## [TASKS FOR THIS EXERCISE]
#1 In the blog excerpt, condense the paragraph beginning "I first came across the quote" into a short bulleted list that keeps its main facts.
#2 From the blog excerpt, reproduce the passage between "(2) 3 principles" and "but important. :-)", inclusive.
#3 Carry on the blog excerpt from the point where it stops.

## [EXTRACTED TEXT]
* * *

As the wonderful saying goes – “Things work out fine in the end. If it’s not fine, it is not the end.”

I hope this is helpful. Wishing you all the best on your journey.


Additional resources: Here are 5 resources that might help.

(1) The 3 phases of a job search process: This is a companion long read that dives into the details of the job search – figuring out where to apply, getting interviews, and doing well:

(2) 3 principles of asking for favors

(3) How to ask for help from people you don’t know and related – Ask advice better by replacing the generic question with a hypothesis

(4) How to ask for a cold call

(5) The 3 laws of privilege: Slightly off topic – but important. :-)

Fire and fire

A required skill as a parent of a toddler is an ability to cycle through diaper changes with minimum fuss. Sometimes, these end up being a joy because your toddler is willing to humor you. But, the real test is how you respond when they decide to fight it. How do you respond when faced with fire?

My natural reaction is to face fire with fire and just insist she gets it done. But, as you can imagine, this doesn’t sit well with her. Besides, as she grows bigger and stronger, it is evident that it isn’t a winning strategy anyway.

The trick with influencing kids is to be adept at distracting them. That doesn’t come naturally to me. So, I frequently find myself starting with the forceful reaction and then changing course. This morning, I managed an abrupt transition from “C’mon – just get this done already” to a song that worked like a charm.

I first came across the quote “when tempted to fight fire with fire, remember that the fire department uses water” seven years ago. It is incredibly relevant to me and is one I think about every time I feel I reacted inappropriately to conflict. The challenge with changing your default reactions is that it isn’t easy to “practice” these responses easily. And, without practice, you don’t ever really learn to change that behavior.

But, thanks to these diaper changes, I have an opportunity to work on this every day.

Here’s to getting better.

Get more vs. appreciate more

A delicious custard cake – the kind that melts in your mouth – is wasted on someone who doesn’t take the time to appreciate it. So are beautiful beaches, good teammates, the smell of flowers, supportive partners, good health, and thoughtful managers.

Lacking appreciation, it turns out, makes getting more a leaky bucket problem. It doesn’t matter how much effort you put into getting more – it won’t count for much.

* * *

## [INFORMATION PROVIDED]
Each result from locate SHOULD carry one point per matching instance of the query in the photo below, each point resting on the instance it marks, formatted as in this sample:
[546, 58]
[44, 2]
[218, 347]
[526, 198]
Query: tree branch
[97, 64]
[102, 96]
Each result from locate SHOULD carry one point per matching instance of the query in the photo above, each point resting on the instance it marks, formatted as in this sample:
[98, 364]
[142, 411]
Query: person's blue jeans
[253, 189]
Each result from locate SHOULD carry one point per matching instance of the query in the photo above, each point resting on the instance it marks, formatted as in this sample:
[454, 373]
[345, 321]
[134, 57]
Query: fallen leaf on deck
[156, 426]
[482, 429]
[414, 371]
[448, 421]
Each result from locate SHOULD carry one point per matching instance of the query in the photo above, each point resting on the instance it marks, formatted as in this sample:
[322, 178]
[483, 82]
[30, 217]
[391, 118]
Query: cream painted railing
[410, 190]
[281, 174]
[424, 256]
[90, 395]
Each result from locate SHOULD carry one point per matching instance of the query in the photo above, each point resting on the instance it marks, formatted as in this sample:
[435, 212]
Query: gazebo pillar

* * *

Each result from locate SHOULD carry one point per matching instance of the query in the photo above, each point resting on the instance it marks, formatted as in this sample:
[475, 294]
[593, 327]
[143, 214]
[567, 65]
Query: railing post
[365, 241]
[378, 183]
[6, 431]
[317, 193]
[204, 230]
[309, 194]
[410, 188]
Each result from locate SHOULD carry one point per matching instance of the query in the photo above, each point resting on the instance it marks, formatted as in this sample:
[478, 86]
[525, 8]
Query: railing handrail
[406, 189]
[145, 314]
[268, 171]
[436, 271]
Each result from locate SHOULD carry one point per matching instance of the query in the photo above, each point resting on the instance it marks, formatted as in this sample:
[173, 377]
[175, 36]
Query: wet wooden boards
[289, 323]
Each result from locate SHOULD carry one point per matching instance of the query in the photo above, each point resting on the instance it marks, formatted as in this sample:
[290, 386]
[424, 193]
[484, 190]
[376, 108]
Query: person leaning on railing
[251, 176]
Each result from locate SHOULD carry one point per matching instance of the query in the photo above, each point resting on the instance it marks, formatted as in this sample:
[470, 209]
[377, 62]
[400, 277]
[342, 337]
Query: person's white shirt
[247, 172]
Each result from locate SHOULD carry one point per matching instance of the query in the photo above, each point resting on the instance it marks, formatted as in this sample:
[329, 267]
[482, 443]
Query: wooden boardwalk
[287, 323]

* * *

## [RESULTS]
#1
- The writer first came across the quote "when tempted to fight fire with fire, remember that the fire department uses water" seven years ago.
- The quote is highly relevant to the writer, who thinks of it whenever a reaction to conflict feels inappropriate.
- Default reactions are hard to change because such responses are not easy to practice.
- Without practice, the behavior never really changes.

#2
(2) 3 principles of asking for favors

(3) How to ask for help from people you don’t know and related – Ask advice better by replacing the generic question with a hypothesis

(4) How to ask for a cold call

(5) The 3 laws of privilege: Slightly off topic – but important. :-)

#3
We spend large swathes of our day working on skills (productivity, skills that make us better at our jobs) that are directed at helping us get more.

What if we siphoned off a portion of that effort to develop our appreciation skills instead?

Hard Choices Easy life

“Hard choices. Easy life. Easy choices. Hard life.”

As weightlifter Jerzy Gregorek reminds us with this simple and powerful reminder, we often overthink decision making.

The big question, then – what will we choose today?

Reactions and responses

When we face bumps in the road, we can spend time on reactions – oh crap!,” “why does this happen to me?,” “what will they think?,” “is this really my fault?” – or responses – “what is the creative, constructive, corrective action to be taken here?.”

3 things to know about these modes –

(1) Human nature dictates that we have to spend time in reaction mode first. There is no getting away from it even if we know it is a complete waste of time. It doesn’t help that it feels good to be in this mode for the short term.

(2) Given we have to spend time in reaction mode, the choice we exercise is whether to spend a quick second or many hours (depending on the nature of the problem, we may even lose the ability to respond after some time). We have limited time to deal with any given problem – so, every second wasted in reaction takes away time from our response.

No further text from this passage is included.